Exactly the lines from the one containing "the puppy's muzzle" through the end of the data below are to be reproduced, and nothing besides them.
START Data records
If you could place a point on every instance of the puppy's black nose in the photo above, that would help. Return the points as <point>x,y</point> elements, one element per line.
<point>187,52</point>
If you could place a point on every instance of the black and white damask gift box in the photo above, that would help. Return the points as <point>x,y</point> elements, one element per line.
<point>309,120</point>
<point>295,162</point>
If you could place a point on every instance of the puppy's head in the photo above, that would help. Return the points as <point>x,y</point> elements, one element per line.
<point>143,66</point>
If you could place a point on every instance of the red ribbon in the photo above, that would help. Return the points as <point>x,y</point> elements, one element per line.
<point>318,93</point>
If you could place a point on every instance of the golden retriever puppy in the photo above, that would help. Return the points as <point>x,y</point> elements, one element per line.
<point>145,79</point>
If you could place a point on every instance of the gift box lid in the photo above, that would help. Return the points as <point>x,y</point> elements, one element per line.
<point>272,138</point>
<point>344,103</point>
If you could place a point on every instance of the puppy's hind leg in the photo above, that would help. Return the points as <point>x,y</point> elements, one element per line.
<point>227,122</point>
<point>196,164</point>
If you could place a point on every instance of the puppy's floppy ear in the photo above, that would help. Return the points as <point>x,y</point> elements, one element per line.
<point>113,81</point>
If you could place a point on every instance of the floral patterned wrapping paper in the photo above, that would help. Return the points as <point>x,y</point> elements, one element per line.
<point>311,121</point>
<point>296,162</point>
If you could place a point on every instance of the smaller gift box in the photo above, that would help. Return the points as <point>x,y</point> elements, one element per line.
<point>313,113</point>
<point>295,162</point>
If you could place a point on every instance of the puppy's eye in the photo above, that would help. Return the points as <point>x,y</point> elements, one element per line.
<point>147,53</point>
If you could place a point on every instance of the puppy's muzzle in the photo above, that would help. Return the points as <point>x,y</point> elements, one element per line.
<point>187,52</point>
END Data records
=== Answer space ===
If you could place a point on every instance of the puppy's muzzle in the photo above, that would help. Return the points as <point>x,y</point> elements, one element per line.
<point>187,52</point>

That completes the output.